Ovarian cancer diagnoses worldwide are set to rise by more than half (nearly 55%) in the next 20 years, primarily because post-menopausal women are living longer.
The World Ovarian Cancer Coalition says we will also see a 15% increase in diagnoses in the UK alone, where ovarian is currently the fifth most common type of cancer in women, after breast, bowel, lung and womb.
More than 7,000 women are currently diagnosed with the disease every year in the UK - this number could rise by 1,050.
“Ovarian cancer can be devastating,” UK cancer charity Target Ovarian Cancer’s tells HuffPost UK. “Far too many women are diagnosed too late, once the cancer has already spread, making treatment more difficult.”
Global survival rates for ovarian cancer are so much lower than for other cancers: it has the lowest survival rate of all female cancers. An early diagnosis can mean the difference between life and death.
In contrast, 10-year breast cancer survival in England and Wales is now 78%, having nearly doubled in 10 years. There have been far fewer breakthroughs in diagnosis and treatment of ovarian cancer.
The new study has attributed the rise in the number of diagnoses to women around the world living much longer - the disease mostly affects women over 50 years old - and rapid population growth growing this demographic.
In the developed world there has been a slowing in the rate of diagnosis partly due to large numbers of women taking the contraceptive pill in their earlier years, which is known to have a protective effect.

### DIRECTIONS
A – In the ovarian cancer article, how many women in the UK are currently diagnosed with the disease every year?
B – Restate the paragraph of the ovarian cancer article beginning "The new study has attributed" in one shorter sentence, keeping its main facts.
The source data has no connection to the ovarian cancer article.

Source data
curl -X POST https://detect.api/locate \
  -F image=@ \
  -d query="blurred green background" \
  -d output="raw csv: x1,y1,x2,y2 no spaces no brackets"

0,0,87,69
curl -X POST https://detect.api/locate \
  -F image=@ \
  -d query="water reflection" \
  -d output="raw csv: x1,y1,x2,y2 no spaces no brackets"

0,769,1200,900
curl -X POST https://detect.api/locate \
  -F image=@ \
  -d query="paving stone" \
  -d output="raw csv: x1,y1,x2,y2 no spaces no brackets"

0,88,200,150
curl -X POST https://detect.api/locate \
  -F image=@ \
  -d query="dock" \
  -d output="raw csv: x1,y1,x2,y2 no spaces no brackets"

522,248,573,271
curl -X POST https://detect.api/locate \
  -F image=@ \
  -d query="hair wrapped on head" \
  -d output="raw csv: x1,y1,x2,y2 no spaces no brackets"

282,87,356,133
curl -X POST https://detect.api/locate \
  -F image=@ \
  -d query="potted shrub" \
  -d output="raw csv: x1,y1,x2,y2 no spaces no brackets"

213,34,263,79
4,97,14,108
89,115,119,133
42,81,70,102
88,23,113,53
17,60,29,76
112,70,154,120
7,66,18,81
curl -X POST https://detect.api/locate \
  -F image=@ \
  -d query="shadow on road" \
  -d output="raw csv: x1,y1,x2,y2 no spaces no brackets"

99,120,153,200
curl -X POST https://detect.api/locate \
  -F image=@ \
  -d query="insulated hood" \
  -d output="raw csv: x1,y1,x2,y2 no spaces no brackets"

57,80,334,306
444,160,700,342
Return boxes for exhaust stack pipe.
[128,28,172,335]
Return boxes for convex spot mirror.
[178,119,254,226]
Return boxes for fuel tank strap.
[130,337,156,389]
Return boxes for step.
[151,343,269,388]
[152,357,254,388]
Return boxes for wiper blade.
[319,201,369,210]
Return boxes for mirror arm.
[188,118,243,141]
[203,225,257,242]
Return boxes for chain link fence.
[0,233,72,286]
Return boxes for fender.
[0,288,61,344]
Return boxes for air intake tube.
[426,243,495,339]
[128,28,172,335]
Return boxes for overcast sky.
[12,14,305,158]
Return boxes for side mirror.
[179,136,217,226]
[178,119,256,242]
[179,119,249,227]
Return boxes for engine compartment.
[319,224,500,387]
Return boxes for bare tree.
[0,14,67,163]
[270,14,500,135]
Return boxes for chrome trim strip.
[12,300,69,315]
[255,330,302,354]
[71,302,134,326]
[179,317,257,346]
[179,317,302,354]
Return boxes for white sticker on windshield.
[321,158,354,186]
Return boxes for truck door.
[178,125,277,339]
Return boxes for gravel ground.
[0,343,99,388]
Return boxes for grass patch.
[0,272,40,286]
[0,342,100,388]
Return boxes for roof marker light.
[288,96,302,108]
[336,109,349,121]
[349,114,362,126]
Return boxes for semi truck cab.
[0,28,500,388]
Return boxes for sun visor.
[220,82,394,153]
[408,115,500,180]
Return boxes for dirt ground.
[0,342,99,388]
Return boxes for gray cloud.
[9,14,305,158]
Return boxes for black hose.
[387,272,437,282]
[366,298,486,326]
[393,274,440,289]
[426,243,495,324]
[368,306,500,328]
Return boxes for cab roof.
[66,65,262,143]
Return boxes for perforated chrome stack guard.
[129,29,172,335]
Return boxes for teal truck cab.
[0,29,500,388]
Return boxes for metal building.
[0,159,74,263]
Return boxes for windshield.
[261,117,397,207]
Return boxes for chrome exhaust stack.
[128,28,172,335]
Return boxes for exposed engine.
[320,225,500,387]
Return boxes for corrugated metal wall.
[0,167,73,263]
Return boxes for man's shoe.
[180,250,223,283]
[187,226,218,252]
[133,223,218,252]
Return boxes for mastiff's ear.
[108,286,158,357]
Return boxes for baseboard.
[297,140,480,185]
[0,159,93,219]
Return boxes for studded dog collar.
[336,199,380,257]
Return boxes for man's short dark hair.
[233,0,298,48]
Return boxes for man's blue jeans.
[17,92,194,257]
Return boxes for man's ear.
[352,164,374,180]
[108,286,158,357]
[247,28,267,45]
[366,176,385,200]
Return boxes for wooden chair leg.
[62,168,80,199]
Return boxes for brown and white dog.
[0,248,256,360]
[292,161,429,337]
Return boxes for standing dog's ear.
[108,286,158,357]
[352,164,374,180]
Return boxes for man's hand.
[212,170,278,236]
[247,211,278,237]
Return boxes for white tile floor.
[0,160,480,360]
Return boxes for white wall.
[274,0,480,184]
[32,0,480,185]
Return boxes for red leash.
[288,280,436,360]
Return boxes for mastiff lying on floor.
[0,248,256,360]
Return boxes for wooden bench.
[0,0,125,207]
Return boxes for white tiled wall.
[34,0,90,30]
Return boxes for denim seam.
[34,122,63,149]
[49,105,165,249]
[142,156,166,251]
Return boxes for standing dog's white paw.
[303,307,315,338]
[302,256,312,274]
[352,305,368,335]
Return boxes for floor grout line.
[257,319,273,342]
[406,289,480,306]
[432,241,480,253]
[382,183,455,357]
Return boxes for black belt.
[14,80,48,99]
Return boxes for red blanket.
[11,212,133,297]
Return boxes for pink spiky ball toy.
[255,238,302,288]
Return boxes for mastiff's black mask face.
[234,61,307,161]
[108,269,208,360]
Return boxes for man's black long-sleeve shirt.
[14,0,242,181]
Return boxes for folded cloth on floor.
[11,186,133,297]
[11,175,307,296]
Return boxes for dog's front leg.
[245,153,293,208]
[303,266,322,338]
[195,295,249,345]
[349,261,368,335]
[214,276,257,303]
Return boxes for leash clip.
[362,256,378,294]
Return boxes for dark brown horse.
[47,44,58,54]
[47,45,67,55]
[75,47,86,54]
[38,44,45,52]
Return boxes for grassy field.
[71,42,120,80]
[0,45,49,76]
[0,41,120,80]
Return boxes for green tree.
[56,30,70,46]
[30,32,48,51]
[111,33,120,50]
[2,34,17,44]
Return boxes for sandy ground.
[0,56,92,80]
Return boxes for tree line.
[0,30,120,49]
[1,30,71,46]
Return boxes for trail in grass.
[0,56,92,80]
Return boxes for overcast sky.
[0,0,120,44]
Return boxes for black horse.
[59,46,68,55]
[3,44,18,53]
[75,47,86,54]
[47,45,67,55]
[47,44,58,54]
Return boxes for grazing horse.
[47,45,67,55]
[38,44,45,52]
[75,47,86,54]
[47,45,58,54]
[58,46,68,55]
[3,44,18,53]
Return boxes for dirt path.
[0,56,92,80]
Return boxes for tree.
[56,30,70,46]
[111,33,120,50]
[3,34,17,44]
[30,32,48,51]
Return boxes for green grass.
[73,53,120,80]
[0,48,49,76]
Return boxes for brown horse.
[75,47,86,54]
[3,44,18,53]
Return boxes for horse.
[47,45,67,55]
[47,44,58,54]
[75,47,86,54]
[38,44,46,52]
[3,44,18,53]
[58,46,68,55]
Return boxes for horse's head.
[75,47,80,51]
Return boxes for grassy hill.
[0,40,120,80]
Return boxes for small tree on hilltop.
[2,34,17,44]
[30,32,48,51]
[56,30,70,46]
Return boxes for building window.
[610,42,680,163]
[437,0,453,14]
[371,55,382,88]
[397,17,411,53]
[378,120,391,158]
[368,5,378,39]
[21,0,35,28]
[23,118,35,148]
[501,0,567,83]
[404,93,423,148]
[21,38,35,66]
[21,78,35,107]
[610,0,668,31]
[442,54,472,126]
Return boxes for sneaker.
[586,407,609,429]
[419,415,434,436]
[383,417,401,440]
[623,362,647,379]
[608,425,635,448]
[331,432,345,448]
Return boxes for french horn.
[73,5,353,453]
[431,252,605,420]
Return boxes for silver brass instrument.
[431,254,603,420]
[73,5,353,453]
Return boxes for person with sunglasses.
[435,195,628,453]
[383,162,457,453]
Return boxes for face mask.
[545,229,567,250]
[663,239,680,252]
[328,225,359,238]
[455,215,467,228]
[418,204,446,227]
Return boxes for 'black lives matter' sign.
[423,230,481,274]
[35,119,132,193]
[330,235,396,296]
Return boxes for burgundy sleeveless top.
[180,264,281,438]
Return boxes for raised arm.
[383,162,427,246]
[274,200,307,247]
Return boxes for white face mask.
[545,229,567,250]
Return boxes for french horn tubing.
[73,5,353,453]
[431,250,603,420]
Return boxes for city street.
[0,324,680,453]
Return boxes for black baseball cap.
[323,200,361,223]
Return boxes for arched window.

### ANSWERS IN ORDER
A – More than 7,000 women.

B – The study links the rise in diagnoses to women worldwide living much longer, since the disease mostly affects women over 50, and to rapid population growth that enlarges this group.